== EXERCISE REQUIREMENTS ==
Reproduce every entry in the listing without alteration.
'''
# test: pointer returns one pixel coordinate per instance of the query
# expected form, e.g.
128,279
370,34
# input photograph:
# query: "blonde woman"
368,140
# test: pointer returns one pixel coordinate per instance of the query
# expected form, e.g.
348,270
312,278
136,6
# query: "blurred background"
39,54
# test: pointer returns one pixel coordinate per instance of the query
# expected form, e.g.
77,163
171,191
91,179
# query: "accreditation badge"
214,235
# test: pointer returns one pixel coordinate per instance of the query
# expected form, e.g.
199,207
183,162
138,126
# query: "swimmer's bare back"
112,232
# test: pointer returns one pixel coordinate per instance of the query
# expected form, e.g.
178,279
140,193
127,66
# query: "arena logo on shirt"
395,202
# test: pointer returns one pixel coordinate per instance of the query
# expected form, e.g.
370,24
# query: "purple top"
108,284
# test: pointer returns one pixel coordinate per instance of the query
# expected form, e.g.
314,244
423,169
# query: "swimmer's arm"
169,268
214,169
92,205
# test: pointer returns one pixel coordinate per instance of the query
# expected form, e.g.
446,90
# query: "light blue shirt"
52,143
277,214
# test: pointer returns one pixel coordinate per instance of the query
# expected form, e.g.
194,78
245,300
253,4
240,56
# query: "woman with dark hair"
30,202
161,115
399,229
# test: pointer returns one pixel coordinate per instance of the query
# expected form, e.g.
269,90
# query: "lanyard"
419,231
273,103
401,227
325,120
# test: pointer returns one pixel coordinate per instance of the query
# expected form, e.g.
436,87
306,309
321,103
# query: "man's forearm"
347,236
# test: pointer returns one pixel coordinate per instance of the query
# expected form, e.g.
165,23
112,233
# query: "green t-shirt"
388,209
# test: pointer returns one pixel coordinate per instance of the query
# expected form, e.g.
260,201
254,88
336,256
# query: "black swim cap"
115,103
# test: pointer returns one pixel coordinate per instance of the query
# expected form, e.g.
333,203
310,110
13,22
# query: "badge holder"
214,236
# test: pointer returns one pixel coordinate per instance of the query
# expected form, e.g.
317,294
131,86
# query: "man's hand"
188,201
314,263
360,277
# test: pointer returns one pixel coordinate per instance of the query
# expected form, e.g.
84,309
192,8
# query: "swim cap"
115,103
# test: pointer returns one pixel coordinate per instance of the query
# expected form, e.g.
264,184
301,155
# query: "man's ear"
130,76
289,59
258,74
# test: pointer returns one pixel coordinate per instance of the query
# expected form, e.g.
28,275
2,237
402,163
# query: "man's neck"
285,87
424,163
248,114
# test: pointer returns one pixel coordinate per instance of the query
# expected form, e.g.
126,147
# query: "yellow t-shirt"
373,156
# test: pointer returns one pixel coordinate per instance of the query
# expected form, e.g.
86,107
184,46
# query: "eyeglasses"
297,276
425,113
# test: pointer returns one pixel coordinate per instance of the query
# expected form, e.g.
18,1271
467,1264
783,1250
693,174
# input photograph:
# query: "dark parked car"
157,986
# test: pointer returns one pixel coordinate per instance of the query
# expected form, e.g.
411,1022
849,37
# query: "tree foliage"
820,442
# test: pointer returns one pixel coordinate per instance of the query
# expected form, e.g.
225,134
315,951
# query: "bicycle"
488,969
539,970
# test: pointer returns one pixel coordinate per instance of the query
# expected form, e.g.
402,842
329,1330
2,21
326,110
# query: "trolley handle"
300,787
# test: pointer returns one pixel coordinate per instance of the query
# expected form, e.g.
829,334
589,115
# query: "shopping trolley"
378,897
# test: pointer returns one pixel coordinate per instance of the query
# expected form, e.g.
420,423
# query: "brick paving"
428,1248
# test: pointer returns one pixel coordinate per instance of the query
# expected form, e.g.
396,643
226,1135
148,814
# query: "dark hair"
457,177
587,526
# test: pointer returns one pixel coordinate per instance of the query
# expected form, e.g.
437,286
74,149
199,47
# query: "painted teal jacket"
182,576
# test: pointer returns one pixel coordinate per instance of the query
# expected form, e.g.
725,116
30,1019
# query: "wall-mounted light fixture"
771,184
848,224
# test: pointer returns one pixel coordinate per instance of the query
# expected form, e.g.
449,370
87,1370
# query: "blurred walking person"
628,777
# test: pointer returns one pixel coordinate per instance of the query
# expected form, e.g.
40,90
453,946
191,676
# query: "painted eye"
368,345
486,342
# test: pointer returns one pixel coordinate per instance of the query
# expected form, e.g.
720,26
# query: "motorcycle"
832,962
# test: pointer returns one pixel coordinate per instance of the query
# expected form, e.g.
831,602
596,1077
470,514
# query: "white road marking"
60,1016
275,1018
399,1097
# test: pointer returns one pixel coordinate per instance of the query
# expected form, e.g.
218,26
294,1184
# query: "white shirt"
'''
== RESULT BELOW ==
# test: pointer returns one pixel coordinate per instance of the query
# expected form, e.g.
128,279
370,34
# input photograph:
# query: "blonde woman"
368,140
# test: pointer returns one pixel coordinate per instance of the query
# expected form, e.g.
348,270
312,278
136,6
# query: "blurred background"
39,54
# test: pointer returns one pixel coordinate per instance of the query
# expected form, e.g.
77,163
171,191
91,179
# query: "accreditation badge"
214,235
# test: pointer returns one pixel coordinate per instance of the query
# expected form, e.g.
199,207
183,162
138,126
# query: "swimmer's bare back"
112,232
# test: pointer returns one pixel coordinate per instance of the query
# expected form, e.g.
178,279
140,193
127,66
# query: "arena logo on shirt"
395,202
# test: pointer returns one pixel coordinate per instance of the query
# expected form, e.g.
370,24
# query: "purple top"
108,284
# test: pointer returns one pixel coordinate per instance of the query
# expected form, e.g.
314,244
423,169
# query: "swimmer's arm"
169,268
214,169
92,205
# test: pointer returns one pixel coordinate per instance of the query
# expected form, e.g.
446,90
# query: "light blue shirt"
52,143
277,214
# test: pointer returns one pixel coordinate per instance of the query
# expected form, e.g.
194,78
245,300
253,4
240,56
# query: "woman with dark hair"
30,202
161,115
399,229
# test: pointer returns one pixel coordinate per instance of the query
# expected form, e.g.
269,90
# query: "lanyard"
419,231
273,103
401,227
325,120
# test: pointer returns one pixel coordinate per instance of the query
# expected form, e.g.
436,87
306,309
321,103
# query: "man's forearm"
347,236
# test: pointer returns one pixel coordinate per instance of the query
# expected form, e.g.
165,23
112,233
# query: "green t-shirt"
388,209
# test: pointer returns one pixel coordinate per instance of the query
# expected form, e.g.
260,201
254,88
336,256
# query: "black swim cap"
115,103
# test: pointer returns one pixel coordinate per instance of the query
# expected form, e.g.
333,203
310,110
13,22
# query: "badge holder"
214,236
# test: pointer returns one pixel coordinate per instance of the query
# expected form, e.g.
317,294
131,86
# query: "man's hand"
188,201
314,263
360,277
# test: pointer returns one pixel coordinate per instance of the query
# expected form, e.g.
84,309
192,8
# query: "swim cap"
115,103
# test: pointer returns one pixel coordinate per instance of the query
# expected form, e.g.
264,184
301,155
# query: "man's ear"
130,76
289,59
258,74
# test: pointer returns one pixel coordinate per instance of the query
# expected form, e.g.
28,275
2,237
402,163
# query: "man's neck"
285,87
424,163
248,114
# test: pointer returns one pixel coordinate per instance of the query
# expected form, e.g.
126,147
# query: "yellow t-shirt"
373,156
# test: pointer returns one pixel coordinate per instance of the query
# expected form, e.g.
86,107
184,46
# query: "eyeglasses"
297,276
425,113
# test: pointer returns one pixel coordinate per instance of the query
# expected form, e.g.
18,1271
467,1264
783,1250
693,174
# input photograph:
# query: "dark parked car"
157,986
# test: pointer returns one pixel coordinate per instance of the query
# expected form, e.g.
411,1022
849,37
# query: "tree foliage"
820,442
# test: pointer returns one pixel coordinate per instance of the query
# expected form, e.g.
225,134
315,951
# query: "bicycle"
488,969
539,970
# test: pointer returns one pixel coordinate per instance of the query
# expected form, e.g.
402,842
329,1330
2,21
326,110
# query: "trolley handle"
300,787
# test: pointer returns one pixel coordinate per instance of the query
# expected form, e.g.
829,334
589,115
# query: "shopping trolley"
378,897
# test: pointer returns one pixel coordinate per instance of the query
# expected form, e.g.
420,423
# query: "brick paving"
428,1248
# test: pointer returns one pixel coordinate per instance of the query
# expected form, e.g.
396,643
226,1135
148,814
# query: "dark hair"
457,177
587,526
# test: pointer returns one pixel coordinate per instance of the query
# expected form, e.g.
437,286
74,149
199,47
# query: "painted teal jacket"
182,576
# test: pointer returns one pixel coordinate per instance of the query
# expected form, e.g.
725,116
30,1019
# query: "wall-mounted light fixture"
771,184
848,224
# test: pointer returns one pixel coordinate per instance of the query
# expected form, e.g.
449,370
87,1370
# query: "blurred walking person"
628,777
# test: pointer returns one pixel coordinate per instance of the query
# expected form, e.g.
40,90
453,946
191,676
# query: "painted eye"
368,345
486,342
# test: pointer returns one pixel coordinate per instance of the query
# expected form, e.g.
720,26
# query: "motorcycle"
832,962
# test: pointer returns one pixel coordinate per instance of the query
# expected form, e.g.
831,602
596,1077
470,514
# query: "white road marking"
60,1016
275,1018
399,1097
# test: pointer returns one pixel coordinate per instance of the query
# expected form, e.g.
218,26
294,1184
# query: "white shirt"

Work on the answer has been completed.